◆ **SUPPLIED PASSAGE**:
"""

# Bermuda Identification?



## SimpleGreen29 (Aug 16, 2017)

Could someone please help me identify my Bermuda? :dunno:


----------



## Redtenchu (Jan 28, 2017)

Identifying Bermuda is very difficult, but I would guess it's one of the seeded variety.


----------



## Mightyquinn (Jan 31, 2017)

How old is your house? Is it in a subdivision?


----------



## FATC1TY (Jul 12, 2017)

Does it get seed heads when it gets longer?

If it doesnt, chance that it's a hybrid especially if its in a subdivision build.


----------



## J_nick (Jan 28, 2017)

FATC1TY said:


> Does it get seed heads when it gets longer?
> 
> If it doesnt, chance that it's a hybrid especially if its in a subdivision build.


Hybrids still produce seeds when the conditions are right. Some less than others but the seed is sterile.


----------



## cnet24 (Jul 14, 2017)

I was researching this topic the other day and came across this article, which made me question my original thoughts on having common bermuda in my yard (I now no longer believe that to be the case). I'm in a subdivision built in the late 90s (just moved in two years ago), so I do believe now that I have some type of hybrid variety. Identifying that hybrid type is the tricky part!

http://www.walterreeves.com/lawn-care/bermuda-identification/


----------



## Bunnysarefat (May 4, 2017)

Even the same genotype will take on slightly different characteristics based on its growing evnviornment. Probably the best way to determine if it's seeded or hybrid would be to photograph an area that gets full sun and has been fertilized, if you can. Or just the thickest patch you have. Hybrids and seeded can look similar in less than ideal conditions but the hybrid usually pulls away when they are put head to head in full sun..

"""

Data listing
"""

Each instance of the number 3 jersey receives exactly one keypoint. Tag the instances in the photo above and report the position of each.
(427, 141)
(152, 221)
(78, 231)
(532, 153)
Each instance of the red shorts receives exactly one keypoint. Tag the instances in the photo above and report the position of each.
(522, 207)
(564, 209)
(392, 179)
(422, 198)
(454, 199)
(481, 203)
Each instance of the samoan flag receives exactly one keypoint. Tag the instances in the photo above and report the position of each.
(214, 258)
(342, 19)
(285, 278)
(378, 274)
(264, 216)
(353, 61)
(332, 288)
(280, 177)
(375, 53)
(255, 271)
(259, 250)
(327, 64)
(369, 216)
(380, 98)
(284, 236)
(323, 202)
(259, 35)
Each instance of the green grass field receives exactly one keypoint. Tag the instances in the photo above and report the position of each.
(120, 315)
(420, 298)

"""

◆ **GOALS**:
a) Render the rows from the line that contains "Each instance of the samoan" through the final row, inclusive, as a JSON list of strings with one string per line, leaving out blank lines.
b) Carry the forum thread on identifying Bermuda grass forward from its final post.

◆ **ANSWERS FOR THE TASKS**:
a)
[
  "Each instance of the samoan flag receives exactly one keypoint. Tag the instances in the photo above and report the position of each.",
  "(214, 258)",
  "(342, 19)",
  "(285, 278)",
  "(378, 274)",
  "(264, 216)",
  "(353, 61)",
  "(332, 288)",
  "(280, 177)",
  "(375, 53)",
  "(255, 271)",
  "(259, 250)",
  "(327, 64)",
  "(369, 216)",
  "(380, 98)",
  "(284, 236)",
  "(323, 202)",
  "(259, 35)",
  "Each instance of the green grass field receives exactly one keypoint. Tag the instances in the photo above and report the position of each.",
  "(120, 315)",
  "(420, 298)"
]

b)
Based on those pictures seems like only an expert would be able to tell. I certainly can't.

Edit: I found your other photos in another thread. Looks seeded to me, but I'd say there is a small possibility it is a hybrid if it has been neglected for a number of years.

From what I have read, Tifway 419 readily mutates and it has been grown widely for so long, there could be all kinds of interesting strains floating around. I would probably rule out anything other than 419 and lean towards seeded.

I'd try looking up someone at an A&M school or Oklahaoma State or University of Georgia, maybe a TA or researcher or something and reach out directly if you want to know and nobody on the thread can give you a more precise ID.


----------



## SimpleGreen29 (Aug 16, 2017)

Thanks everyone. House is in a subdivision and was built in the 90's. I will search for a better area to photograph if I can find some that's not overtaken by crabgrass. :roll:


----------



## Bunnysarefat (May 4, 2017)

SimpleGreen29 said:


> Thanks everyone. House is in a subdivision and was built in the 90's. I will search for a better area to photograph if I can find some that's not overtaken by crabgrass. :roll:


From the article cnet24 posted, this would probably be your best bet to tell. Going off my memory, I think this difference does exist and it's obvious now that it's been pointed out.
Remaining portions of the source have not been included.